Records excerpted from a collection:
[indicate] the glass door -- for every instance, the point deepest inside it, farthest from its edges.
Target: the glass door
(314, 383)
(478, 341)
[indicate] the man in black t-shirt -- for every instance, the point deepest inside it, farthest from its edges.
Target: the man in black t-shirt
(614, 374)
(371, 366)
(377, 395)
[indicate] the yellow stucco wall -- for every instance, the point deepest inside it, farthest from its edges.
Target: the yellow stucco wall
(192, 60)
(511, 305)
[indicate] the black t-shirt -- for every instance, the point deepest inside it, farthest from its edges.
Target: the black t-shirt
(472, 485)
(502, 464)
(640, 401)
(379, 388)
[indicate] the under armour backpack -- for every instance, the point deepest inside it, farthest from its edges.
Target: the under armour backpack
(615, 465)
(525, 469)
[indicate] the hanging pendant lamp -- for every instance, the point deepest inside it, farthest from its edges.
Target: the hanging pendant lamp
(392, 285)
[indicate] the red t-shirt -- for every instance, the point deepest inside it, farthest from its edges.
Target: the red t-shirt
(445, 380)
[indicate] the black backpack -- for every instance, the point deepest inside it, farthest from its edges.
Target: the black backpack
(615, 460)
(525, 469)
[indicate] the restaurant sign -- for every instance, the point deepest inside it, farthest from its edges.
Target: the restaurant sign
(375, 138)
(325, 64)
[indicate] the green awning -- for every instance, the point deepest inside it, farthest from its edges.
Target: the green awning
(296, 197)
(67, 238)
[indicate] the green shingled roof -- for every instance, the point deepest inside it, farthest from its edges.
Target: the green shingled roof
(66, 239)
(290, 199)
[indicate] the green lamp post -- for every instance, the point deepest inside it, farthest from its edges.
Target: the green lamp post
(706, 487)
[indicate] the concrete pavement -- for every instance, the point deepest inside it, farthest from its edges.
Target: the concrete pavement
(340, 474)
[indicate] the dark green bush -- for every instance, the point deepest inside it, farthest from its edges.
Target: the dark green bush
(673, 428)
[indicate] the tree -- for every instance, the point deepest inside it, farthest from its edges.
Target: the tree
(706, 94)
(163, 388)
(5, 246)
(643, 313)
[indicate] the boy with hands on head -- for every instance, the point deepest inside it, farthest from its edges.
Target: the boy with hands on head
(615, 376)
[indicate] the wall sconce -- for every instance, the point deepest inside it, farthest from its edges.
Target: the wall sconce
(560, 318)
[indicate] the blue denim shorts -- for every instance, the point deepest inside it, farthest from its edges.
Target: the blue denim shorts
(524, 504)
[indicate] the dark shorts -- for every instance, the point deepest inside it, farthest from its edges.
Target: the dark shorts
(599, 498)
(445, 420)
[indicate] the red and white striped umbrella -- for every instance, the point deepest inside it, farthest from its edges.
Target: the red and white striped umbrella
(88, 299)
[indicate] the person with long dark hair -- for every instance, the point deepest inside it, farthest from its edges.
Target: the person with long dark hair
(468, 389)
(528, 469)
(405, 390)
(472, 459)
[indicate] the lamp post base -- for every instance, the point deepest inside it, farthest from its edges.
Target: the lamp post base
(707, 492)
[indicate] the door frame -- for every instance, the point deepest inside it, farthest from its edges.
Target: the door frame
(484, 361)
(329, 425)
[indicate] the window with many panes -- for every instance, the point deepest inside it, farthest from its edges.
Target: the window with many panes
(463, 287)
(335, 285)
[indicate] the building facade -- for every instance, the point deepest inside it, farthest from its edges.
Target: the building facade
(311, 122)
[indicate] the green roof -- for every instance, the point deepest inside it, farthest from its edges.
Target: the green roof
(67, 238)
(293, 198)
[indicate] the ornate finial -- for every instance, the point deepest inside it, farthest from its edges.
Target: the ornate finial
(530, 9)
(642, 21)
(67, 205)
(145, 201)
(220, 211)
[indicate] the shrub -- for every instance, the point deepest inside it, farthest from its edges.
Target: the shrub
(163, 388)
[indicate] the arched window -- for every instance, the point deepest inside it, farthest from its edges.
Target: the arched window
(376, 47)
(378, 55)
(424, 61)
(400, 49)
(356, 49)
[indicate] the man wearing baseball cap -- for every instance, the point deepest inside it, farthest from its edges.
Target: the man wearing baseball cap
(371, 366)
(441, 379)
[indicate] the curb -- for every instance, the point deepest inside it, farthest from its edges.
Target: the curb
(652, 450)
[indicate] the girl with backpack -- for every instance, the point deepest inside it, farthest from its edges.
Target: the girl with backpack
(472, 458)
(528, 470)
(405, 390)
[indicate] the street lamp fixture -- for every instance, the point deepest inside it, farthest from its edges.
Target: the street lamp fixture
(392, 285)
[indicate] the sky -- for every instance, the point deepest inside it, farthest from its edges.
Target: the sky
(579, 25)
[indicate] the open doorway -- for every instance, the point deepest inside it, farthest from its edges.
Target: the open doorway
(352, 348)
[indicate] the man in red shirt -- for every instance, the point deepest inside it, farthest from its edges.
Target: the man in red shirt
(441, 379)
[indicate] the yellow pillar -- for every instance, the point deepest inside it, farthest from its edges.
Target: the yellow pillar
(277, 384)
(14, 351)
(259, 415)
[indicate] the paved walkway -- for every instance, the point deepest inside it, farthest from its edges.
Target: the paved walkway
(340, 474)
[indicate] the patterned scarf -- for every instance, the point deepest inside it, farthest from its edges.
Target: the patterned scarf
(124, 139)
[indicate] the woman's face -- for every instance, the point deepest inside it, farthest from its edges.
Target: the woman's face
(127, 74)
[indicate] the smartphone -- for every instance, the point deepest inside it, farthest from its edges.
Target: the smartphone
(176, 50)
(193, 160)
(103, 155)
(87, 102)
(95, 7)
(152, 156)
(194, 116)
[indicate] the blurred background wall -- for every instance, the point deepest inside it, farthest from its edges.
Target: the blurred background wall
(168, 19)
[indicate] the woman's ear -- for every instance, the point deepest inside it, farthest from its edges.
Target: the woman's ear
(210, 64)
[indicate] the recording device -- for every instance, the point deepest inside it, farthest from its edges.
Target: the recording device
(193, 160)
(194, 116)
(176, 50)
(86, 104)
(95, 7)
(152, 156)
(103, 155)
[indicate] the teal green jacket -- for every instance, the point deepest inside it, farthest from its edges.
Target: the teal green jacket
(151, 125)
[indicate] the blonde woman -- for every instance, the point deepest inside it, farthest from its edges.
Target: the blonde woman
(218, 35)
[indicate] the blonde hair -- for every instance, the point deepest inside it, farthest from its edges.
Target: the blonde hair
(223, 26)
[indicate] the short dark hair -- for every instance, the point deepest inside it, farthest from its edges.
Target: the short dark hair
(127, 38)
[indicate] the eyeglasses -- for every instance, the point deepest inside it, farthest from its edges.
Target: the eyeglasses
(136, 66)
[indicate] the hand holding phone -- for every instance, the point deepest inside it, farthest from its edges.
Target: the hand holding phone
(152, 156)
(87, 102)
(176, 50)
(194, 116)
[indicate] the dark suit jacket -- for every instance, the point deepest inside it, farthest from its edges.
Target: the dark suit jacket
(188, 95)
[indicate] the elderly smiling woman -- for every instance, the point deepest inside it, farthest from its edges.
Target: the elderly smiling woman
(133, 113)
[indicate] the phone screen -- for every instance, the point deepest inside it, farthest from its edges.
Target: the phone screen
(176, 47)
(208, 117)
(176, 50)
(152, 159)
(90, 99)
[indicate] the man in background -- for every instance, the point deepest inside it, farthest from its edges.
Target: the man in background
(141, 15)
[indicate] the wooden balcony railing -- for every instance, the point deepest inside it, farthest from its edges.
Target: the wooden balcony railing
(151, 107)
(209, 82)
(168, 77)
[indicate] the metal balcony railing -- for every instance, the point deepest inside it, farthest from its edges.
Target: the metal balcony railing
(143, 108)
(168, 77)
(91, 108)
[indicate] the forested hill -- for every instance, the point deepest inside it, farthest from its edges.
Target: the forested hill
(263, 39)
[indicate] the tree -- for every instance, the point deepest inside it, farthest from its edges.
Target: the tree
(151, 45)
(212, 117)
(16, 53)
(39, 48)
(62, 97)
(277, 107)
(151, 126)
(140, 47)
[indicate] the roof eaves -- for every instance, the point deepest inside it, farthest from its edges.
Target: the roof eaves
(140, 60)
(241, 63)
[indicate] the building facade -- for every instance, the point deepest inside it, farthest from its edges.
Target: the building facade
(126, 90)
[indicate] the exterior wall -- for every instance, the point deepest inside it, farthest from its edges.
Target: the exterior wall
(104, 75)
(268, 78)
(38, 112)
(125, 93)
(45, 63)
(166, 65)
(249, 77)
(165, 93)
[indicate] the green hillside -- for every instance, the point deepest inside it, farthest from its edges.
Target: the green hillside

What you are asked to do: Return exactly the lines from the line bearing "[indicate] the hand" to the end of the records, inclusive of both; include no other lines.

The completed task:
[indicate] the hand holding phone -- for every instance, the point deepest inside it, farthest from its edges.
Target: the hand holding phone
(152, 156)
(87, 102)
(176, 50)
(194, 116)
[indicate] the dark suit jacket -- for every instance, the point deepest inside it, farthest from its edges.
Target: the dark suit jacket
(188, 95)
[indicate] the elderly smiling woman -- for every instance, the point deepest inside it, farthest from its edges.
Target: the elderly smiling woman
(133, 113)
[indicate] the phone screen -- for every instance, the point deepest inside it, farthest from its edges.
Target: the phone screen
(176, 47)
(208, 117)
(176, 50)
(152, 159)
(90, 99)
[indicate] the man in background -- for every instance, the point deepest inside it, farthest from its edges.
Target: the man in background
(141, 15)
[indicate] the wooden balcony railing -- for every instance, the point deepest inside it, farthest from its edges.
Target: the wooden balcony railing
(151, 107)
(209, 82)
(168, 77)
[indicate] the metal balcony railing -- for every instance, the point deepest inside it, farthest from its edges.
Target: the metal balcony railing
(143, 108)
(168, 77)
(91, 108)
[indicate] the forested hill -- for every instance, the point deepest inside it, farthest from its edges.
Target: the forested hill
(263, 39)
[indicate] the tree -- for every instance, the point deepest inside it, farthest from its edges.
Target: the tree
(151, 45)
(212, 117)
(16, 53)
(39, 48)
(62, 97)
(277, 107)
(151, 126)
(140, 47)
[indicate] the roof eaves -- for every instance, the point deepest inside it, farthest from its edges.
Target: the roof eaves
(140, 60)
(241, 63)
[indicate] the building facade -- for every instance, the point deepest inside it, farthest from its edges.
Target: the building facade
(126, 90)
[indicate] the exterior wall -- for every instance, the point deepest inside it, farthest from its edges.
Target: the exterior wall
(104, 75)
(268, 78)
(38, 112)
(125, 93)
(45, 63)
(166, 65)
(249, 77)
(165, 93)
[indicate] the green hillside -- for every instance, the point deepest inside it, farthest from its edges.
Target: the green hillside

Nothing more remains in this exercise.